- [Compito breve]: Riporta senza modifiche un passo del documento sulla verifica preliminare di V.I.A. che trovi più sotto: parti dalle parole "Tribunale Amministrativo Regionale" e fermati dopo "costituite in giudizio)".

L’individuazione della normativa applicabile ai procedimenti di V.I.A. in caso di verifica preliminare di assoggettabilità

20 Mag 2021 | giurisprudenza, amministrativo

di Elisa Maria Volonté 

Tribunale Amministrativo Regionale per la Campania (Napoli), Sez. V – 1° marzo 2021, n. 1327 – Pres. Abruzzese, Est. Maffei – Omissis. (Avv.ti Comandé, D’Angiolella, Torino) c. Regione Campania (Avv. Niceforo); Giunta Regionale della Campania; Giunta Regionale della Campania – Direzione Generale per la Mobilità (non costituite in giudizio) 

L’individuazione della normativa applicabile a una valutazione di impatto ambientale deve essere individuata sulla base della presentazione dell’istanza relativa alla verifica preliminare (screening). Lo screening, infatti, si configura come un vero e proprio procedimento di valutazione di impatto ambientale, seppur meno complesso, avente il medesimo oggetto rispetto alla successiva ed eventuale valutazione ambientale. Pertanto, lo screening svolge una funzione preliminare, da intendersi in senso strettamente cronologico, rispetto alla procedura di valutazione di impatto ambientale.

La pronuncia in commento analizza la legittimità della richiesta della Giunta Regionale campana di aggiornare una valutazione di impatto ambientale (V.I.A.) a fronte dell’asserita scadenza del termine di validità quinquennale previsto dall’Art. 26 comma 6 D.Lgs. 152/2006[i], applicabile ratione temporis, nel caso in cui la relativa istanza di avvio del procedimento di verifica preliminare (screening) sia stata presentata precedentemente all’entrata in vigore del D.Lgs. n. 4 del 16 gennaio 2008, che ha introdotto il citato termine di validità, mentre l’istanza di avvio del procedimento di V.I.A. sia stata invece presentata successivamente all’entrata in vigore della citata normativa.

Più precisamente, la vicenda si innesta nell’ambito della programmazione di interventi e opere specifiche sulla portualità turistica del Comune di Castel Volturno, località Pinerolo, approvata dalla Giunta Regionale della Campania con delibera n. 466 del 19 marzo 2004. Interventi ed opere da svolgersi da parte della ricorrente, società di progetto costituita a seguito dell’affidamento in concessione dell’attività di progettazione definitiva nonché della costruzione e gestione del porto turistico.

Relativamente alle opere sopra descritte, la ricorrente aveva presentato alle competenti amministrazioni, con istanza del 28 dicembre 2005, la domanda di assoggettamento a verifica preliminare (screening) di impatto ambientale del progetto e, a fronte della necessità di sottoporre il medesimo a V.I.A., come valutato dalla competente Commissione al termine del procedimento di screening, il 22 settembre 2008 la ricorrente aveva presentato la relativa istanza ai sensi dell’Art. 23 D.Lgs. 152/2006. Il procedimento di V.I.A. si era concluso con parere favorevole di compatibilità ambientale, espresso con Decreto Dirigenziale n. 769 del 24 settembre 2009.

- [Dati estratti]:
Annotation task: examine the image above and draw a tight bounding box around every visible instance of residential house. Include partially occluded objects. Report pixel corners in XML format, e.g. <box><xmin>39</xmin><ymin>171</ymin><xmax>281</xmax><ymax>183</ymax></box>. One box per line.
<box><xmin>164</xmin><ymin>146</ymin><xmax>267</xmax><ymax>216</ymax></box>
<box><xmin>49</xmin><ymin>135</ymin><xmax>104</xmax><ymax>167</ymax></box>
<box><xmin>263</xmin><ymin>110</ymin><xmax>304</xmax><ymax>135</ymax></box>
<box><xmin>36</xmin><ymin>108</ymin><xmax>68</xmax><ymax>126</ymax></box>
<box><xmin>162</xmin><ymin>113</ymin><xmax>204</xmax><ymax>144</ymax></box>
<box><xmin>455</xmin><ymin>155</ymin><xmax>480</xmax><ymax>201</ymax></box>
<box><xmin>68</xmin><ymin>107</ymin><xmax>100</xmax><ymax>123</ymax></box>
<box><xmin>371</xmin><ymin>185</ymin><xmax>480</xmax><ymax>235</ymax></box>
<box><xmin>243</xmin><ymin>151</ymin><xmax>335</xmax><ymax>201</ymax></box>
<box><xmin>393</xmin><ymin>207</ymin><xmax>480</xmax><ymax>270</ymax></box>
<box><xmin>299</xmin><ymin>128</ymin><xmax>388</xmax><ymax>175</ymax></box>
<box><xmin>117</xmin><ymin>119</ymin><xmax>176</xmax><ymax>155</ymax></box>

- [Risposta completa]:
Tribunale Amministrativo Regionale per la Campania (Napoli), Sez. V – 1° marzo 2021, n. 1327 – Pres. Abruzzese, Est. Maffei – Omissis. (Avv.ti Comandé, D’Angiolella, Torino) c. Regione Campania (Avv. Niceforo); Giunta Regionale della Campania; Giunta Regionale della Campania – Direzione Generale per la Mobilità (non costituite in giudizio)